Cito l’esperienza torinese perché la conosco direttamente, ma sono certo che in numerosissime altre realtà italiane il Gruppo Giovanile è un perno importantissimo della comunità di appassionati della montagna.
Però, questi giovani e giovanissimi li abbiamo sempre accompagnati con i dovuti passi. Con il tempo giusto, con una progressione controllata e prudente. Qui va inteso in senso metaforico, ma forse non solo.

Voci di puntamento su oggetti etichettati
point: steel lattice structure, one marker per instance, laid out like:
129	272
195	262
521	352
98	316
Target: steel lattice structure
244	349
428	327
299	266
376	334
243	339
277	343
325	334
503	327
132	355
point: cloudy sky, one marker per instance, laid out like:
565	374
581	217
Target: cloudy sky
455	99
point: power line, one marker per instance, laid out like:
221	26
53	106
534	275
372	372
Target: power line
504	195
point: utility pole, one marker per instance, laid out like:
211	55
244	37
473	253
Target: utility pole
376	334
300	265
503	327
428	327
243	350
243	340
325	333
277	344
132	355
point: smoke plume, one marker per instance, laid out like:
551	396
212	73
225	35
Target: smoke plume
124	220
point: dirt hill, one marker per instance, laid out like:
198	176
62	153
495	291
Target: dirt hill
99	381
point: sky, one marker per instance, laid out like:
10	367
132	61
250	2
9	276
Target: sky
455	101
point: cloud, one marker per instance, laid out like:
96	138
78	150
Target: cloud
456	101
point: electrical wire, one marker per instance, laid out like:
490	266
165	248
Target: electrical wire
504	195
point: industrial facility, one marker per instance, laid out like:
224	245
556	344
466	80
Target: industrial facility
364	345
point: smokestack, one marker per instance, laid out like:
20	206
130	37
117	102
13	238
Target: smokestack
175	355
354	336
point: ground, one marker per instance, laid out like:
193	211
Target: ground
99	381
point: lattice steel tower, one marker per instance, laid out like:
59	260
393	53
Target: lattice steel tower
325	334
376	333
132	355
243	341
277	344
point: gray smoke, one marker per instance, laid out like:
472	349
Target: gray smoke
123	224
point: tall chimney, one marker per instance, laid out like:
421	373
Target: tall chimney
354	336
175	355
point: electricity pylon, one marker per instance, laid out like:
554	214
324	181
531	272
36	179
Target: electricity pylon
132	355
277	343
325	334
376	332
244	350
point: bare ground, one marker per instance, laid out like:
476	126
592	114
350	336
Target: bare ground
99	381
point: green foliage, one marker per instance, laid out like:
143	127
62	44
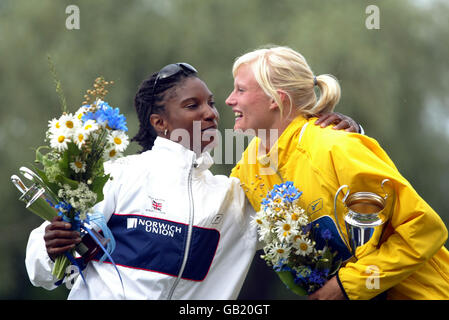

# [Requisiti]
1: Nel brano sul Gruppo Giovanile, perché l'autore cita proprio l'esperienza torinese? Rispondi in una o due frasi.
2: Trascrivi dal brano sul Gruppo Giovanile il passo compreso tra "Cito l’esperienza torinese" e "forse non solo.", estremi inclusi.
3: Prosegui, per favore, il brano sul Gruppo Giovanile a partire dal punto in cui termina.

# [Risposte per consegna]
1: L'autore cita l'esperienza torinese perché la conosce direttamente.

2:
Cito l’esperienza torinese perché la conosco direttamente, ma sono certo che in numerosissime altre realtà italiane il Gruppo Giovanile è un perno importantissimo della comunità di appassionati della montagna.
Però, questi giovani e giovanissimi li abbiamo sempre accompagnati con i dovuti passi. Con il tempo giusto, con una progressione controllata e prudente. Qui va inteso in senso metaforico, ma forse non solo.

3:
La mia sensazione è che salire il Cervino a undici anni sia invece una evidente forzatura. Psicologico-emotiva più che in senso tecnico. Dall’articolo si evince che il ragazzo in questione ha espresso il desiderio di salire il Cervino nell’estate di due anni fa (quando cioè avena nove anni), in vetta alla Rognosa di Sestriere, montagna di 3300 m in alta Val Susa: si tratta di una bellissima gita escursionistica o scialpinistica, ma stona che in due stagioni un ragazzo di nove-undici anni passi da una vetta escursionistica di 3300 m al Cervino vero e proprio. L’accelerazione è visivamente fuori da un normale range di progressiva crescita alpinistica. Che farà ‘sto ragazzino la prossima estate? Il Pilone Centrale? O passerà direttamente al K2 in giornata dal basso?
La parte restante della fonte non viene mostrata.